At 03 April, 2006 16:45, Blogger John Dean said...

@Anonym

"Warum das abfällige Urteil über Bourdieu?"

Ich urteile garnicht über Bordieu, sondern darüber, ob er und seine Theorien in die Hauptschule gehört. Die Frage ist nicht beantwortet:

Wozu?

Bourdieus Ansichten zu Habitus und Distinktion schätze ich sogar, aber die Frage bleibt: Wie sinnvoll, vorrangig und realistisch ist es, damit Hauptschüler zu "beglücken"?

Wie man überhaupt eine solche Idee verfallen kann, ist mit unklar. Es gibt jede Menge anderer Themen für die Hauptschule.

Im Übrigen hast du mich nicht verstanden, z.B. was meinen Passus zu Kunstlehrerm angeht. Und dabei denke ich manchmal sogar, dass ich mich klar ausdrücke.

So täusche ich mich wohl.

Also: Ich habe nichts gegen Kunst, Kunst in der Hauptschule oder Kunstlehrer an der Hauptschule. Ich habe lediglich in Sachen "Werkkunde" bzw. bei der Vermittlung handwerklicher Fähigkeiten enorm etwas gegen den typischen Habitus (Bourdieu!) eines Kunstlehrers.

Mir geht es darum, dass die Hauptschüler im praktischen Bereich substantiell etwas lernen, so sehr, dass sie nach der Hauptschule "richtig was auf dem Kasten haben", und z.B. Möbel bauen können (wenn sowas Inhalt des gewählten praktischen Teils ist).

Übertrieben formuliert: Mit dem typischen Habitus eines Kunstlehrers kannst du keine echten Fertigkeiten vermitteln, jedenfalls nicht im Bereich handwerklicher Tätigkeit.

Das schließt Ausnahmen nicht aus.

Ich wollte nur klar machen, was ich sinnlos fände, nämlich eine Art stellvertretendes "Lernen", bei dem die Hauptschüler nur beschäftigt werden, so, wie es im Kunstunterricht m.E. typischerweise eben der Fall ist.

Im Gestus "freier Beschäftigung" (statt: freier Entfaltung) wird also die echte Vermittlung und Schulung von Fertigkeiten eher vermieden denn betrieben!

Nun klarer, was ich meinte, als ich meine Bedenken in die Worte zu formulieren wagte: "(...) nach dem Vorbild bekloppter Kunstlehrer, keine sinnlichen Erfahrungen mit Werkstoffen als Selbstzweck (...)".

Damit habe ich nicht gemeint, was du verstanden hast, dass ich alle Kunstlehrer für bekloppt halte. Darum ging es nicht.

ERFASSTE DATEN:
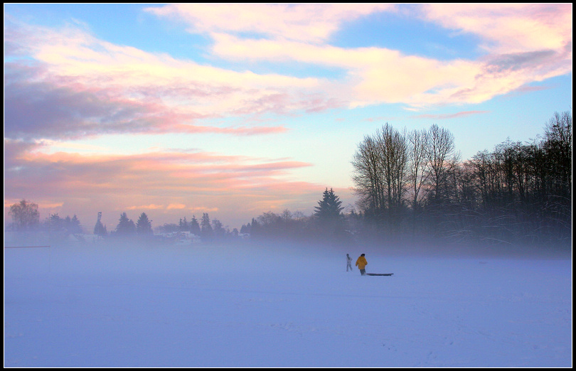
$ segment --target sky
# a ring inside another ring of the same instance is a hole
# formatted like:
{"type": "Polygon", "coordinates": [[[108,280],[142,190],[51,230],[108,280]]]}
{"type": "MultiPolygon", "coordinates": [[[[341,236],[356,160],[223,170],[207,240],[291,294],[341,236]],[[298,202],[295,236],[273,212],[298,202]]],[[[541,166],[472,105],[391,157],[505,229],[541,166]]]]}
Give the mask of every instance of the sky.
{"type": "Polygon", "coordinates": [[[465,161],[571,110],[571,4],[5,4],[5,224],[349,210],[385,123],[465,161]]]}

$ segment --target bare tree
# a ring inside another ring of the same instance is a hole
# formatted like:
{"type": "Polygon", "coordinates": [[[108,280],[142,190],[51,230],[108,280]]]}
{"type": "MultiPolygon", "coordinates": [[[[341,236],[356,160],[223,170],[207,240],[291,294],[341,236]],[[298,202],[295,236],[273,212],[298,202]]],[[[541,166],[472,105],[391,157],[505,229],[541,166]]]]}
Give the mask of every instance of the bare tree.
{"type": "Polygon", "coordinates": [[[38,205],[22,200],[10,206],[14,227],[18,231],[31,230],[40,224],[38,205]]]}
{"type": "Polygon", "coordinates": [[[438,203],[447,196],[448,168],[454,156],[454,135],[435,124],[428,131],[426,158],[428,162],[430,192],[438,203]]]}
{"type": "Polygon", "coordinates": [[[430,177],[426,161],[428,135],[426,130],[415,129],[408,133],[407,138],[410,143],[408,178],[412,190],[412,208],[415,211],[418,209],[418,197],[430,177]]]}

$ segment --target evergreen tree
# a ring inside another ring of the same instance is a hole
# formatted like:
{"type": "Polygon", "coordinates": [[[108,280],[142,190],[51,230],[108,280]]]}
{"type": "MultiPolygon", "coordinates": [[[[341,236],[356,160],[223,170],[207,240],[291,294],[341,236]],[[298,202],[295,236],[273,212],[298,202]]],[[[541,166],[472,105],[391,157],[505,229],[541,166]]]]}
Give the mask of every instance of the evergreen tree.
{"type": "Polygon", "coordinates": [[[102,225],[100,218],[102,218],[101,211],[98,213],[98,220],[96,221],[96,225],[94,226],[94,234],[104,237],[107,234],[107,231],[106,226],[102,225]]]}
{"type": "Polygon", "coordinates": [[[332,188],[326,188],[322,200],[318,201],[318,206],[314,208],[314,215],[321,221],[334,221],[341,218],[341,213],[344,209],[341,206],[342,201],[336,195],[332,188]]]}
{"type": "Polygon", "coordinates": [[[120,235],[129,235],[136,232],[136,225],[132,219],[128,219],[126,213],[122,213],[118,225],[116,227],[116,232],[120,235]]]}
{"type": "Polygon", "coordinates": [[[213,237],[212,225],[210,223],[210,217],[206,213],[202,215],[202,220],[200,222],[200,235],[202,240],[205,242],[211,241],[213,237]]]}
{"type": "Polygon", "coordinates": [[[146,213],[140,214],[140,217],[136,222],[136,232],[140,237],[149,237],[153,235],[152,222],[148,220],[146,213]]]}
{"type": "Polygon", "coordinates": [[[190,232],[197,236],[200,235],[200,224],[195,215],[192,215],[192,220],[190,220],[190,232]]]}

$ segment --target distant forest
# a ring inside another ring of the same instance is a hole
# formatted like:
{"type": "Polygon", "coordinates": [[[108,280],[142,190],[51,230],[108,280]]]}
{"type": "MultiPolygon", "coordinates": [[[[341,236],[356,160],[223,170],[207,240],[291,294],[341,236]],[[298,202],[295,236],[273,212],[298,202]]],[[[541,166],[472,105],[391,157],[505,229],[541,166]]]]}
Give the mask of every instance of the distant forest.
{"type": "MultiPolygon", "coordinates": [[[[230,231],[207,213],[181,219],[156,232],[191,232],[204,242],[251,240],[396,246],[428,244],[572,246],[572,115],[555,113],[531,143],[510,139],[462,161],[452,134],[437,125],[398,130],[385,124],[367,134],[351,158],[356,208],[345,210],[332,189],[324,191],[311,215],[268,211],[230,231]],[[356,209],[357,208],[357,209],[356,209]]],[[[38,205],[11,207],[7,230],[48,230],[62,236],[82,230],[75,215],[51,215],[41,225],[38,205]]],[[[104,237],[153,236],[142,213],[126,213],[104,237]]]]}
{"type": "Polygon", "coordinates": [[[265,213],[240,232],[274,237],[402,245],[571,247],[572,115],[555,113],[532,143],[507,140],[462,161],[449,131],[366,135],[351,163],[358,210],[332,190],[311,217],[265,213]]]}

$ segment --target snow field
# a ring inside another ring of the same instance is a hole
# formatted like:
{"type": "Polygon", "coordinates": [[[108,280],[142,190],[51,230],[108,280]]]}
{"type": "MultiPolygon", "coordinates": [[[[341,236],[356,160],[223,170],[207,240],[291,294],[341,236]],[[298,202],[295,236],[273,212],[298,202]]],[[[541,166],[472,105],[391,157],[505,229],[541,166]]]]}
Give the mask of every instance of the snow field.
{"type": "Polygon", "coordinates": [[[4,249],[5,367],[571,365],[570,259],[4,249]]]}

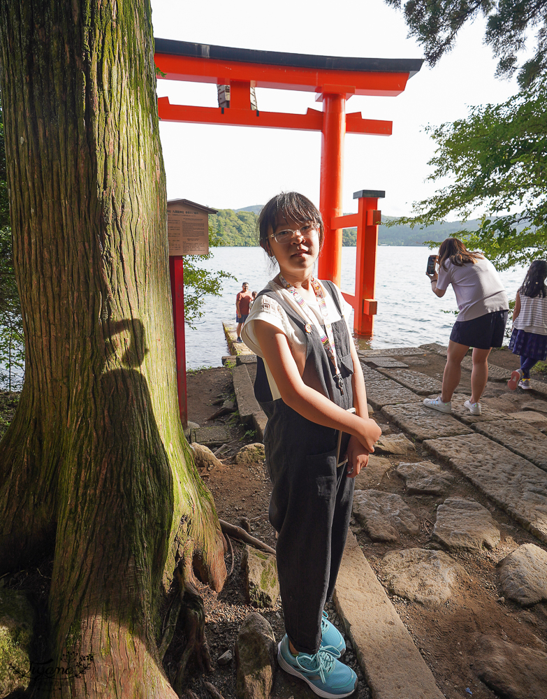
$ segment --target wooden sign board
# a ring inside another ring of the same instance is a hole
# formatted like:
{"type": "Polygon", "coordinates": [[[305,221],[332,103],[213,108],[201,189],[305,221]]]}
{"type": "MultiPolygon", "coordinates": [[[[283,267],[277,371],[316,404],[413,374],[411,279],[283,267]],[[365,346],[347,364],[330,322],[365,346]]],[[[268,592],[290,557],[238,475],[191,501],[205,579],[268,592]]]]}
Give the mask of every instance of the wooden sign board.
{"type": "Polygon", "coordinates": [[[167,234],[169,255],[209,254],[209,216],[182,202],[168,202],[167,234]]]}

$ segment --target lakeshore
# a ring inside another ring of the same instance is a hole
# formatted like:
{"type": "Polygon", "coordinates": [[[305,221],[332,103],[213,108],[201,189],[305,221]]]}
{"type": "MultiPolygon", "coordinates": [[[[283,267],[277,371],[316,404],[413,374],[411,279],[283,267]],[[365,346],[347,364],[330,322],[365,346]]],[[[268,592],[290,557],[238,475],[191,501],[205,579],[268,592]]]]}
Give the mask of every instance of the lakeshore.
{"type": "MultiPolygon", "coordinates": [[[[249,392],[256,358],[235,343],[231,323],[224,330],[240,417],[258,440],[262,418],[249,392]]],[[[526,601],[526,583],[520,579],[519,593],[503,571],[506,561],[531,551],[532,568],[547,572],[541,567],[547,565],[547,384],[535,379],[532,390],[510,391],[506,381],[518,358],[494,350],[483,415],[472,416],[463,407],[470,390],[468,356],[452,415],[444,415],[425,408],[423,399],[439,392],[446,347],[428,343],[358,354],[370,417],[383,434],[356,479],[329,613],[349,641],[348,662],[367,685],[365,693],[360,686],[359,696],[541,696],[546,600],[540,593],[526,601]],[[531,675],[537,679],[532,688],[531,675]]],[[[207,478],[221,516],[251,515],[254,535],[275,546],[265,475],[256,477],[258,465],[225,468],[207,478]]],[[[530,591],[531,578],[528,584],[530,591]]],[[[275,614],[266,616],[277,634],[275,614]]],[[[277,626],[282,633],[279,620],[277,626]]],[[[293,679],[278,671],[272,696],[313,696],[293,679]]]]}

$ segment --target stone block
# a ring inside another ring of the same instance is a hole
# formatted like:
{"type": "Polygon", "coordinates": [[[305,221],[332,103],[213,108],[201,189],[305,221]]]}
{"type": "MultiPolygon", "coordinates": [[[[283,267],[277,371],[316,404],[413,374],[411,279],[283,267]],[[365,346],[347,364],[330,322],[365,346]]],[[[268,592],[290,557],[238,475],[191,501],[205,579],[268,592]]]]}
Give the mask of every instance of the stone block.
{"type": "Polygon", "coordinates": [[[409,495],[442,495],[454,482],[454,477],[448,471],[431,461],[417,463],[401,462],[397,473],[404,479],[409,495]]]}
{"type": "Polygon", "coordinates": [[[353,516],[372,541],[398,542],[400,534],[417,534],[418,519],[400,496],[379,490],[356,490],[353,516]]]}
{"type": "Polygon", "coordinates": [[[238,452],[235,461],[240,466],[247,463],[262,463],[266,458],[264,452],[264,445],[257,442],[255,444],[246,444],[238,452]]]}
{"type": "Polygon", "coordinates": [[[396,381],[384,379],[381,381],[368,382],[366,377],[367,400],[375,410],[381,410],[384,405],[395,405],[400,403],[422,402],[422,398],[398,384],[396,381]]]}
{"type": "Polygon", "coordinates": [[[431,538],[453,551],[495,549],[499,530],[492,515],[474,500],[448,498],[437,508],[431,538]]]}
{"type": "Polygon", "coordinates": [[[207,447],[220,446],[226,442],[230,442],[233,438],[232,431],[229,427],[219,426],[218,427],[199,427],[190,431],[190,442],[198,442],[207,447]]]}
{"type": "Polygon", "coordinates": [[[351,532],[334,600],[375,699],[444,699],[351,532]]]}
{"type": "Polygon", "coordinates": [[[381,412],[398,427],[419,440],[470,434],[472,431],[450,414],[425,408],[423,402],[384,405],[381,412]]]}
{"type": "Polygon", "coordinates": [[[480,434],[429,440],[423,445],[547,542],[547,477],[540,468],[480,434]]]}
{"type": "Polygon", "coordinates": [[[368,490],[369,488],[377,487],[391,468],[389,459],[371,454],[368,457],[367,468],[361,469],[360,473],[355,477],[356,490],[368,490]]]}
{"type": "Polygon", "coordinates": [[[235,364],[237,366],[240,366],[242,364],[256,364],[256,355],[251,353],[250,354],[238,354],[235,358],[235,364]]]}
{"type": "Polygon", "coordinates": [[[391,594],[422,605],[442,604],[462,583],[471,583],[465,569],[442,551],[389,551],[380,564],[381,580],[391,594]]]}
{"type": "Polygon", "coordinates": [[[253,607],[274,607],[279,594],[275,556],[245,546],[241,556],[241,570],[247,601],[253,607]]]}
{"type": "Polygon", "coordinates": [[[241,625],[234,648],[238,699],[269,699],[277,651],[268,621],[258,612],[249,614],[241,625]]]}
{"type": "Polygon", "coordinates": [[[374,452],[379,452],[381,454],[403,455],[415,451],[416,447],[402,433],[383,434],[374,445],[374,452]]]}
{"type": "Polygon", "coordinates": [[[252,422],[253,414],[260,412],[261,407],[254,397],[254,388],[245,364],[233,368],[232,378],[240,419],[243,422],[252,422]]]}
{"type": "Polygon", "coordinates": [[[399,361],[398,359],[392,359],[388,356],[370,356],[367,357],[366,359],[363,360],[370,366],[372,367],[381,367],[382,368],[391,368],[391,369],[407,369],[408,364],[405,364],[404,361],[399,361]]]}
{"type": "Polygon", "coordinates": [[[481,423],[475,429],[547,471],[547,436],[533,425],[507,417],[481,423]]]}
{"type": "Polygon", "coordinates": [[[523,606],[547,600],[547,552],[524,544],[499,563],[499,582],[506,597],[523,606]]]}
{"type": "Polygon", "coordinates": [[[421,347],[384,347],[383,350],[358,350],[357,354],[367,359],[370,356],[412,356],[425,352],[421,347]]]}
{"type": "Polygon", "coordinates": [[[421,345],[421,350],[425,350],[428,352],[434,352],[435,354],[441,354],[442,356],[446,356],[448,348],[439,343],[428,343],[427,345],[421,345]]]}
{"type": "Polygon", "coordinates": [[[194,442],[191,445],[194,452],[194,461],[198,468],[206,468],[211,470],[216,466],[221,466],[222,462],[219,461],[205,445],[194,442]]]}
{"type": "Polygon", "coordinates": [[[545,699],[547,653],[477,633],[472,654],[479,678],[496,696],[545,699]]]}
{"type": "Polygon", "coordinates": [[[488,399],[481,401],[483,409],[481,415],[472,415],[468,408],[464,403],[469,400],[469,396],[465,394],[454,394],[452,396],[452,415],[458,420],[465,422],[466,425],[479,424],[481,422],[490,422],[493,420],[502,420],[507,418],[507,414],[501,410],[490,408],[488,399]]]}
{"type": "Polygon", "coordinates": [[[442,382],[437,379],[412,369],[380,369],[380,373],[420,396],[438,395],[442,388],[442,382]]]}

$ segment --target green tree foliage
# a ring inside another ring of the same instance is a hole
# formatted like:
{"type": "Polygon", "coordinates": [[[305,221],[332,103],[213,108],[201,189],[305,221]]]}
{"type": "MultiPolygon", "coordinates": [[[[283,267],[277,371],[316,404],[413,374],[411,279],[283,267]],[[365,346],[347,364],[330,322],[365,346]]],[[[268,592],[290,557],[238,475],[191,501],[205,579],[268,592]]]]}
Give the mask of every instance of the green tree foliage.
{"type": "MultiPolygon", "coordinates": [[[[210,219],[212,217],[210,217],[210,219]]],[[[210,224],[209,247],[218,247],[222,245],[220,238],[214,233],[213,227],[210,224]]],[[[212,294],[215,296],[222,296],[222,280],[235,278],[222,270],[219,272],[208,272],[200,266],[212,257],[210,252],[208,255],[184,256],[184,320],[191,328],[194,328],[194,323],[203,315],[201,310],[203,303],[202,297],[205,294],[212,294]]]]}
{"type": "Polygon", "coordinates": [[[547,70],[547,0],[385,0],[402,9],[409,35],[423,46],[434,66],[450,50],[458,32],[478,15],[487,17],[485,42],[499,59],[496,74],[509,77],[518,67],[517,53],[535,30],[535,52],[520,66],[521,87],[547,70]]]}
{"type": "Polygon", "coordinates": [[[209,222],[219,238],[219,245],[236,247],[257,245],[257,215],[254,211],[220,209],[209,217],[209,222]]]}
{"type": "Polygon", "coordinates": [[[502,104],[474,107],[467,119],[430,128],[437,148],[429,179],[450,184],[398,222],[430,224],[453,212],[465,219],[483,207],[477,230],[453,235],[499,269],[547,255],[546,113],[543,77],[502,104]]]}
{"type": "Polygon", "coordinates": [[[24,366],[24,337],[13,271],[6,180],[3,120],[0,105],[0,364],[2,365],[0,384],[12,391],[20,388],[20,377],[24,366]]]}

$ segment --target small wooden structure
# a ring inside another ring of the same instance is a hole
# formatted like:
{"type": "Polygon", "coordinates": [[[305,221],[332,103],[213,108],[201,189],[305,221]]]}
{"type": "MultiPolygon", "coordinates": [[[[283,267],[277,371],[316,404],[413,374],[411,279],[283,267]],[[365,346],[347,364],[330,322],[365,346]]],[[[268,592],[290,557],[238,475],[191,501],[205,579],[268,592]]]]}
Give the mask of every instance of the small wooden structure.
{"type": "Polygon", "coordinates": [[[184,256],[206,255],[209,252],[209,214],[217,209],[196,204],[189,199],[167,202],[167,230],[169,240],[169,275],[171,280],[173,320],[175,326],[175,354],[177,359],[177,388],[180,420],[188,424],[186,386],[186,333],[184,331],[184,256]]]}
{"type": "Polygon", "coordinates": [[[421,68],[422,59],[310,56],[168,39],[155,42],[156,65],[166,80],[230,87],[229,99],[226,87],[219,91],[219,103],[226,106],[171,104],[168,97],[160,97],[158,113],[162,120],[321,132],[319,208],[326,234],[319,275],[340,285],[342,226],[357,225],[356,293],[345,296],[355,309],[355,332],[372,334],[380,222],[377,200],[384,193],[363,190],[358,197],[359,212],[342,215],[344,140],[347,133],[389,136],[392,122],[363,119],[360,112],[347,114],[346,103],[353,94],[400,94],[421,68]],[[308,109],[305,114],[262,112],[251,104],[251,91],[256,87],[314,92],[323,110],[308,109]]]}

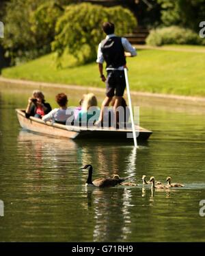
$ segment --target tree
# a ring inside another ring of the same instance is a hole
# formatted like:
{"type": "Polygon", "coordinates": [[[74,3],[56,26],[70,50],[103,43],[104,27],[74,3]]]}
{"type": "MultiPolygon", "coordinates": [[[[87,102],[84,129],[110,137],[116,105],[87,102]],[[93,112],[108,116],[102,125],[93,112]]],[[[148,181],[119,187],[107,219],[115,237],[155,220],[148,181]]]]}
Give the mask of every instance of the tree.
{"type": "Polygon", "coordinates": [[[57,66],[60,67],[61,57],[66,51],[74,56],[79,63],[93,61],[104,36],[101,24],[107,21],[117,25],[116,32],[121,35],[132,32],[137,25],[131,11],[120,6],[107,8],[90,3],[68,5],[56,23],[56,36],[52,43],[57,66]]]}
{"type": "Polygon", "coordinates": [[[204,20],[205,0],[158,0],[165,25],[179,25],[198,32],[204,20]]]}

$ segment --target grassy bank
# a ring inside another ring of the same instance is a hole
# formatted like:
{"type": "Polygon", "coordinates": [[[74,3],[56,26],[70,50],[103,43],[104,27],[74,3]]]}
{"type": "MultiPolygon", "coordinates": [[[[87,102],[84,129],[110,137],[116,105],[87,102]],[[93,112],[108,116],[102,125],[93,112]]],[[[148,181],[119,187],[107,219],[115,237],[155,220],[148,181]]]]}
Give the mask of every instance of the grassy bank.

AUFGABENSTELLUNG:
Gib aus dem Auszug zur Hauptschule die Stelle von „Ich wollte nur“ bis einschließlich „ging es nicht.“ wortgetreu wieder.

LÖSUNG:
Ich wollte nur klar machen, was ich sinnlos fände, nämlich eine Art stellvertretendes "Lernen", bei dem die Hauptschüler nur beschäftigt werden, so, wie es im Kunstunterricht m.E. typischerweise eben der Fall ist.

Im Gestus "freier Beschäftigung" (statt: freier Entfaltung) wird also die echte Vermittlung und Schulung von Fertigkeiten eher vermieden denn betrieben!

Nun klarer, was ich meinte, als ich meine Bedenken in die Worte zu formulieren wagte: "(...) nach dem Vorbild bekloppter Kunstlehrer, keine sinnlichen Erfahrungen mit Werkstoffen als Selbstzweck (...)".

Damit habe ich nicht gemeint, was du verstanden hast, dass ich alle Kunstlehrer für bekloppt halte. Darum ging es nicht.